- WRITTEN EXERCISE: Write out the listing in full, matching it word for word.

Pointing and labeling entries

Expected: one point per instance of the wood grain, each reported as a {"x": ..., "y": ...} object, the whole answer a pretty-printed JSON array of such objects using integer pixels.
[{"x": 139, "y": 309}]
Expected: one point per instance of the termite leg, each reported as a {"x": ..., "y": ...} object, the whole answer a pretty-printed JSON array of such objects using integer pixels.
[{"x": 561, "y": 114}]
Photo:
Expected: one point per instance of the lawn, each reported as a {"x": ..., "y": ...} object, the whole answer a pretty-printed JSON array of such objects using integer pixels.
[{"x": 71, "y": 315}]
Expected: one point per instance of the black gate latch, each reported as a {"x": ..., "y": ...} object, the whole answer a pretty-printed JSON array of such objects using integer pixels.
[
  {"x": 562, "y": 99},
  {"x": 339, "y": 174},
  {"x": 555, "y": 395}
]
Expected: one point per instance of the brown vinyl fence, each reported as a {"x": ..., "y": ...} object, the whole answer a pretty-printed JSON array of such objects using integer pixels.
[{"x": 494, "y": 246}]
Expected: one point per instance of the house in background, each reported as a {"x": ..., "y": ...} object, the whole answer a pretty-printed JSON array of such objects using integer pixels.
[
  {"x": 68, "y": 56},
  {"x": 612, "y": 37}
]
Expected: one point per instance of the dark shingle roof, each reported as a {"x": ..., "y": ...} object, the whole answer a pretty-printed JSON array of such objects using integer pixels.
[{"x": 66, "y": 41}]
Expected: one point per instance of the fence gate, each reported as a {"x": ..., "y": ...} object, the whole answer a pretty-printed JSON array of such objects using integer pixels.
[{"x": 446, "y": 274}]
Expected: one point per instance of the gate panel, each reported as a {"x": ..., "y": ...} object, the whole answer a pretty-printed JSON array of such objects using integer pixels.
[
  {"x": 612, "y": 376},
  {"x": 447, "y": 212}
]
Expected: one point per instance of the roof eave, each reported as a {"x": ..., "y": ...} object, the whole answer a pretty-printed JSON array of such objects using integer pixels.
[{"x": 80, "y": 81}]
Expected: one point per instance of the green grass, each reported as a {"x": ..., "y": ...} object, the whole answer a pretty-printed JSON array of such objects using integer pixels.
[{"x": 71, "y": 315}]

- FINAL RESULT:
Expected: one point per instance of the wood grain, each reported as a {"x": ..., "y": ...} object, the whole answer a pretty-printed JSON array of such objects using integer pixels.
[{"x": 139, "y": 309}]
Expected: one point per instance of the termite leg, each reported as a {"x": ..., "y": ...} object, the whole answer a pretty-printed JSON array of such objects using integer pixels.
[{"x": 561, "y": 114}]
Photo:
Expected: one point per instance of the lawn, each reported as a {"x": ..., "y": ...} object, the whole answer a pretty-printed JSON array of such objects using integer pixels.
[{"x": 71, "y": 315}]
Expected: one point per instance of the black gate latch, each reported as a {"x": ..., "y": ...} object, the whole answer a pretty-printed JSON array of such objects using integer pixels.
[
  {"x": 562, "y": 99},
  {"x": 339, "y": 174},
  {"x": 555, "y": 395}
]
Expected: one point per instance of the brown vinyl fence, each reported as a {"x": ..., "y": ...} object, the whole answer a pretty-printed JSON array of such objects using integer pixels.
[{"x": 494, "y": 246}]
Expected: one point per instance of the house in background, each reported as a {"x": ..., "y": ...} object, the whole answer a pretty-printed JSON array of such objects using integer pixels.
[
  {"x": 68, "y": 56},
  {"x": 612, "y": 37}
]
Expected: one point per instance of the dark shingle roof, each reported as a {"x": ..., "y": ...} object, the whole answer a pretty-printed JSON array of such objects using integer pixels.
[{"x": 66, "y": 41}]
Expected: one point per instance of the fence gate, each reported as a {"x": ..., "y": ...} object, the whole answer a pretty-printed JSON array of such objects using integer pixels.
[{"x": 446, "y": 274}]
Expected: one point per instance of the gate panel, each reported as a {"x": ..., "y": ...} object, the whole answer a pretty-printed JSON array of such objects using integer pixels.
[
  {"x": 612, "y": 376},
  {"x": 447, "y": 212}
]
Expected: one point per instance of the roof eave, each reported as a {"x": ..., "y": ...} object, the whole answer a pretty-printed JSON array of such objects using integer pixels.
[{"x": 80, "y": 81}]
Expected: one point per instance of the green grass, each reported as a {"x": ..., "y": ...} object, the whole answer a pretty-printed JSON array of such objects using integer pixels.
[{"x": 71, "y": 315}]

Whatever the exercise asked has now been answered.